### Your goal
Please retype every entry below line for line, omitting the pictures.

### Records for this exercise
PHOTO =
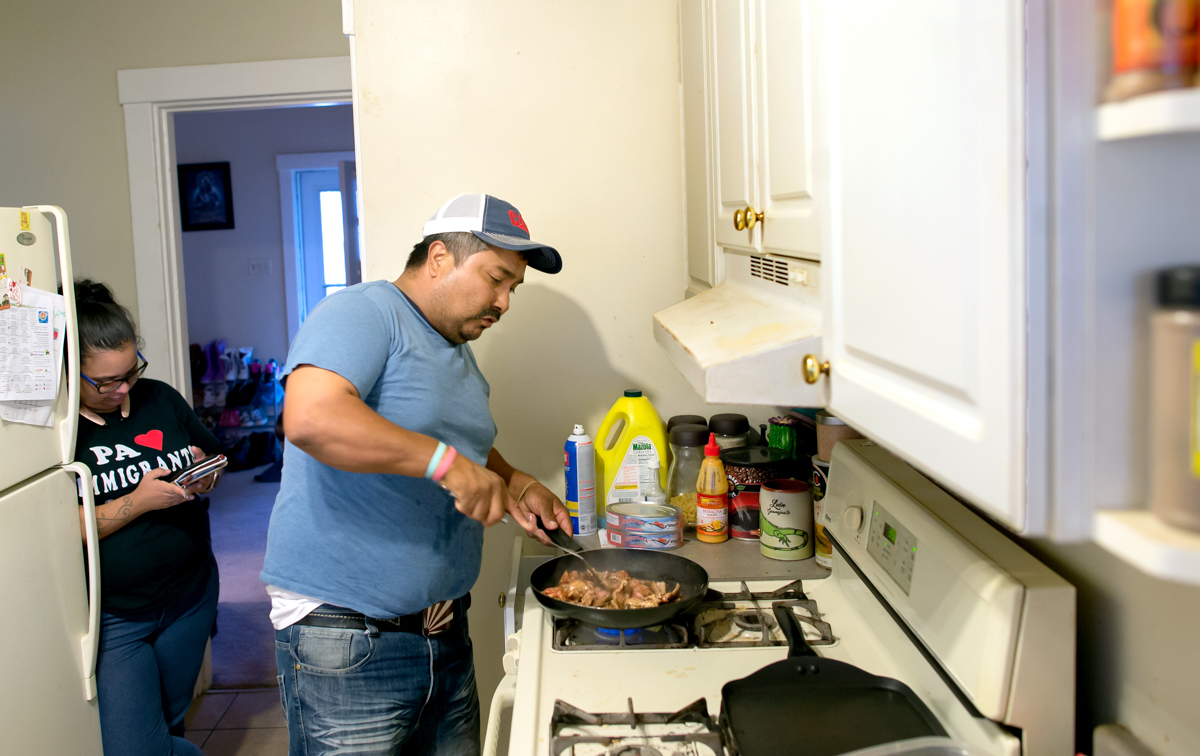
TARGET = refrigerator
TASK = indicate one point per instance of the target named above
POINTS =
(49, 573)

### Final answer
PHOTO =
TARGET = refrigerator
TASK = indicate one point per instance of the target named above
POINTS =
(49, 573)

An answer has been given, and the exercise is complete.